Source material:
____

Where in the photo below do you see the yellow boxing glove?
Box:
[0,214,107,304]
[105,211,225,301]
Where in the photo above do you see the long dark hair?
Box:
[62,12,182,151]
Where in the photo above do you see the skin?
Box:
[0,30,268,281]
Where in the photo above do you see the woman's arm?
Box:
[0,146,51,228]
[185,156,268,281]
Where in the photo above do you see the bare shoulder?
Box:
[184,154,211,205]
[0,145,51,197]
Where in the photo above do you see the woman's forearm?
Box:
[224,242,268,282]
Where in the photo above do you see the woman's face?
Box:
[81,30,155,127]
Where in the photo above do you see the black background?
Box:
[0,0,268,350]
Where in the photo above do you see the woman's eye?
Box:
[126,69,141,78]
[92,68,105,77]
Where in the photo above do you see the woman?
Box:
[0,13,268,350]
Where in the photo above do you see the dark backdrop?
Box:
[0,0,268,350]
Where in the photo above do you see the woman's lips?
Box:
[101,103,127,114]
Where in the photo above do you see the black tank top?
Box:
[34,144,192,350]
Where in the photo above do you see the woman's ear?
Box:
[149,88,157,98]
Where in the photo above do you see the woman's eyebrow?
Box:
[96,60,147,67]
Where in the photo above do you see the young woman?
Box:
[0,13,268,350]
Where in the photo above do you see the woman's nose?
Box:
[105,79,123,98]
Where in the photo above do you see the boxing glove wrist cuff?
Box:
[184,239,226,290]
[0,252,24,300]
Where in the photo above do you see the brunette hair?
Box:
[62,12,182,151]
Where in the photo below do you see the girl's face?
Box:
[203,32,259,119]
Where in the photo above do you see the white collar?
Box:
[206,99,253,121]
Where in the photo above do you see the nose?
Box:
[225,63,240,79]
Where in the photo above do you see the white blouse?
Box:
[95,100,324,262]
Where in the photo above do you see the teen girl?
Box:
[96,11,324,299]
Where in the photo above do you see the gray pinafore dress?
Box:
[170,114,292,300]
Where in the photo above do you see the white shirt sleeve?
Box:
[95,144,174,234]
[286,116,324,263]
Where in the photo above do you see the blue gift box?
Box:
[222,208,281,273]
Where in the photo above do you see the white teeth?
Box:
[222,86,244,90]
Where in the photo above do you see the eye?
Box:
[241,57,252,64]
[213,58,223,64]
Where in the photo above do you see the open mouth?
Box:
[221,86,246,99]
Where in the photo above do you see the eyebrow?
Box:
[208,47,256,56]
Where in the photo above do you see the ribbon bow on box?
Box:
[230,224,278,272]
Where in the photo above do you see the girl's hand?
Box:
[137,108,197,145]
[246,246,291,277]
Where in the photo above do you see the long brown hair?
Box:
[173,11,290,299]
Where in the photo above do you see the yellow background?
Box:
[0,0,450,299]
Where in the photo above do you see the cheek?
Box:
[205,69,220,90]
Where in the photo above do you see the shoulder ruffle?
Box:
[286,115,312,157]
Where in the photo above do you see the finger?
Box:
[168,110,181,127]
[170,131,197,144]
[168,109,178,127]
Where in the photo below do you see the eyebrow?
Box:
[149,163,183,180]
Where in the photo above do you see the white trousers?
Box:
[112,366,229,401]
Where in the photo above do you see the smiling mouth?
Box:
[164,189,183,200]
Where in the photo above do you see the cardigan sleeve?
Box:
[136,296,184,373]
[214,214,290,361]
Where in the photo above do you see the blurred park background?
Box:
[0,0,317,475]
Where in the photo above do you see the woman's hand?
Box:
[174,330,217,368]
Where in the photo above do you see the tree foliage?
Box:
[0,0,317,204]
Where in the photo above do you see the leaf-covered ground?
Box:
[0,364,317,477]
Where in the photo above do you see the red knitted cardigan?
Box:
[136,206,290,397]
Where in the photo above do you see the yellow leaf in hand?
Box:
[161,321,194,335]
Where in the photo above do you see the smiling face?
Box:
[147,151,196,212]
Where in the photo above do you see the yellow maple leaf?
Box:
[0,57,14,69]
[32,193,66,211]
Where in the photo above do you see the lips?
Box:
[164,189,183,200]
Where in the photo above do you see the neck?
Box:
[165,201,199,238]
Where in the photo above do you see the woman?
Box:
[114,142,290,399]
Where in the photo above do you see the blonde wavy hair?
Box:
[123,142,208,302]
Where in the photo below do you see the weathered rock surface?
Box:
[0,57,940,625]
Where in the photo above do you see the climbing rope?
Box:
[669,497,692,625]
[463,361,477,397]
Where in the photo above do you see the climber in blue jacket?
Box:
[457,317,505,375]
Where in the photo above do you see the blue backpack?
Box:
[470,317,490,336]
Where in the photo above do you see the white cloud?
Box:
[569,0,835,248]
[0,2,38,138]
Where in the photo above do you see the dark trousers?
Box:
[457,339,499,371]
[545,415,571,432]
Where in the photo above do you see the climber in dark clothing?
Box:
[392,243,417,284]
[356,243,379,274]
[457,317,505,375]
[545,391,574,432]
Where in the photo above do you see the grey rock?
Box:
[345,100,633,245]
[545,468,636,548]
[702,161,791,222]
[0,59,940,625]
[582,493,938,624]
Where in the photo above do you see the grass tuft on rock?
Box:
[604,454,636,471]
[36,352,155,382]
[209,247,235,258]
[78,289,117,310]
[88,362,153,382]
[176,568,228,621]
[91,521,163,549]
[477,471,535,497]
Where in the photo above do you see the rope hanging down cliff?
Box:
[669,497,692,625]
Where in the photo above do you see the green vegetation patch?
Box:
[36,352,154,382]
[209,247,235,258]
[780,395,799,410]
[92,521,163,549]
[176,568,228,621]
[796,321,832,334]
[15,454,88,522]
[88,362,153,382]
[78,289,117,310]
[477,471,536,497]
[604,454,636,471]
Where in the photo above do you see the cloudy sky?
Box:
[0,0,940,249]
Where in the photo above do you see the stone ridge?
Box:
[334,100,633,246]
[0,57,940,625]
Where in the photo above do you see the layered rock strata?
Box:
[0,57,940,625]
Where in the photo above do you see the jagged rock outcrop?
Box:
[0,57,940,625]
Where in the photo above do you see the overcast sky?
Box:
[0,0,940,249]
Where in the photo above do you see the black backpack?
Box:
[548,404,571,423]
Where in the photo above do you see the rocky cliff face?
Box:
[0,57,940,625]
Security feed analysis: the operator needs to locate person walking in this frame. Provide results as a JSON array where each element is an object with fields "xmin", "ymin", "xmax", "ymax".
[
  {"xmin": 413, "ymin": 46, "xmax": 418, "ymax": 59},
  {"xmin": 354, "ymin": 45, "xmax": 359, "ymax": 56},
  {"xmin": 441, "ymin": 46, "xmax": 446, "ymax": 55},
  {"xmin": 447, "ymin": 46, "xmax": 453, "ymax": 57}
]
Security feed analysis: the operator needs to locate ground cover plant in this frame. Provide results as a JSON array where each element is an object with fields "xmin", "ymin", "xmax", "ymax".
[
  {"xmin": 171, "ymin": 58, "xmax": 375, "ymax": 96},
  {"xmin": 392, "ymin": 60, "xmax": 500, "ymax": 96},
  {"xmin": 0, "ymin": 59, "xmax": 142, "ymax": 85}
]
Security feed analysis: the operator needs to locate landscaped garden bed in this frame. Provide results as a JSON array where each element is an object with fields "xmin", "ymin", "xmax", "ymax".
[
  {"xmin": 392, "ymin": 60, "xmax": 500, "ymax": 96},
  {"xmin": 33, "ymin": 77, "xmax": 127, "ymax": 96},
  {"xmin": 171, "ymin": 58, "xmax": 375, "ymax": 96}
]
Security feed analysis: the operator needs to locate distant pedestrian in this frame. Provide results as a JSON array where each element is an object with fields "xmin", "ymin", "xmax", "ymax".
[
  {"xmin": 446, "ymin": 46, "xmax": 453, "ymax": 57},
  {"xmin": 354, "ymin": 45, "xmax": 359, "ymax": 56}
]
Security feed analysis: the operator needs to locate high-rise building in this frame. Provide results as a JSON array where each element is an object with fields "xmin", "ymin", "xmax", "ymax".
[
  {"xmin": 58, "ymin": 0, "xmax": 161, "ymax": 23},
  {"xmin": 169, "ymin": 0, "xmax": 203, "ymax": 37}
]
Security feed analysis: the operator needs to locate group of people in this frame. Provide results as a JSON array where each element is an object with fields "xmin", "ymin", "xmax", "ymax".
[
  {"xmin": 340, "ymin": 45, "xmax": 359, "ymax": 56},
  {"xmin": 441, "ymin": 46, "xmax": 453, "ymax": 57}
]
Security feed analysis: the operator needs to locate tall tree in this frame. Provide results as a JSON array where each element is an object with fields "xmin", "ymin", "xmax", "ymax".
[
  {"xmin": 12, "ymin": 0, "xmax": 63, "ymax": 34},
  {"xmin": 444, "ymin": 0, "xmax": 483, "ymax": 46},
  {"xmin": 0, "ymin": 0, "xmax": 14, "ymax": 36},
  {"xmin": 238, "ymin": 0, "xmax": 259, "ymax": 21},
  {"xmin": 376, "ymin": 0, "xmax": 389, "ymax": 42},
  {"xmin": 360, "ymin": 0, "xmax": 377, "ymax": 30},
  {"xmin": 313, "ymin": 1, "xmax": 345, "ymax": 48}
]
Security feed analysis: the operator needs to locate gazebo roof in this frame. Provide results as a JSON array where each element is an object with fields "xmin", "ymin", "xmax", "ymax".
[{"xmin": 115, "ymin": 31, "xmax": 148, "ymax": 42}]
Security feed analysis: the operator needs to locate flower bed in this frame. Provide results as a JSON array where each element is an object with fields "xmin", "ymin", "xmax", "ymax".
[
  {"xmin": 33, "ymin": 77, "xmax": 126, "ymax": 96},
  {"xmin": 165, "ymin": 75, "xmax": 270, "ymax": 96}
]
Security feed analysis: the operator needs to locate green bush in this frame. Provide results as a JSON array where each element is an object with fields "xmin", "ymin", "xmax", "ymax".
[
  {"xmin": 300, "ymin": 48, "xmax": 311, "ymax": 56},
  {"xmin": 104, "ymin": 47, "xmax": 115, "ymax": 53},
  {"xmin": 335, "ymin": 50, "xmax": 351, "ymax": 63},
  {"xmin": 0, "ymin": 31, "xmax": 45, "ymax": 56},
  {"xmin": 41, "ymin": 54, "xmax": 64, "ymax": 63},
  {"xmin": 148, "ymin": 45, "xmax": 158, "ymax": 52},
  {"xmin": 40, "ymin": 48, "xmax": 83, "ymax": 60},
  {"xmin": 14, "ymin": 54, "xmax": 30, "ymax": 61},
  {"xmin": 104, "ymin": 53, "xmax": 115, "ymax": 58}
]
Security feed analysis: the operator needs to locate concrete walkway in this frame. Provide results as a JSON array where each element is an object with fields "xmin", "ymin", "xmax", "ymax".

____

Aim of the task: Reproduce the listing above line for line, without any change, beginning at the line that contains "Where in the photo above do you see the long dark" and stopping after the line that contains "[34,144,192,350]".

Response below:
Where in the photo above do you see the long dark hair?
Box:
[62,12,182,151]
Where in the photo above do you see the skin?
Box:
[0,30,268,281]
Where in the photo above do you see the woman's arm?
Box:
[0,146,51,228]
[185,156,268,281]
Where in the photo above do you see the bare shoulder?
Box:
[184,154,211,205]
[0,145,51,197]
Where in the photo above do you see the woman's forearm?
Box:
[224,242,268,282]
Where in the photo above do you see the woman's face?
Box:
[81,30,155,127]
Where in the photo above do you see the black background?
Box:
[0,0,268,350]
Where in the photo above do you see the woman's eye?
Box:
[126,69,141,78]
[92,68,105,77]
Where in the photo above do you see the woman?
Box:
[0,13,268,350]
Where in the photo above do you see the dark backdrop?
Box:
[0,0,268,350]
Where in the photo above do you see the woman's lips?
Box:
[101,103,127,114]
Where in the photo above do you see the black tank top?
Box:
[34,144,192,350]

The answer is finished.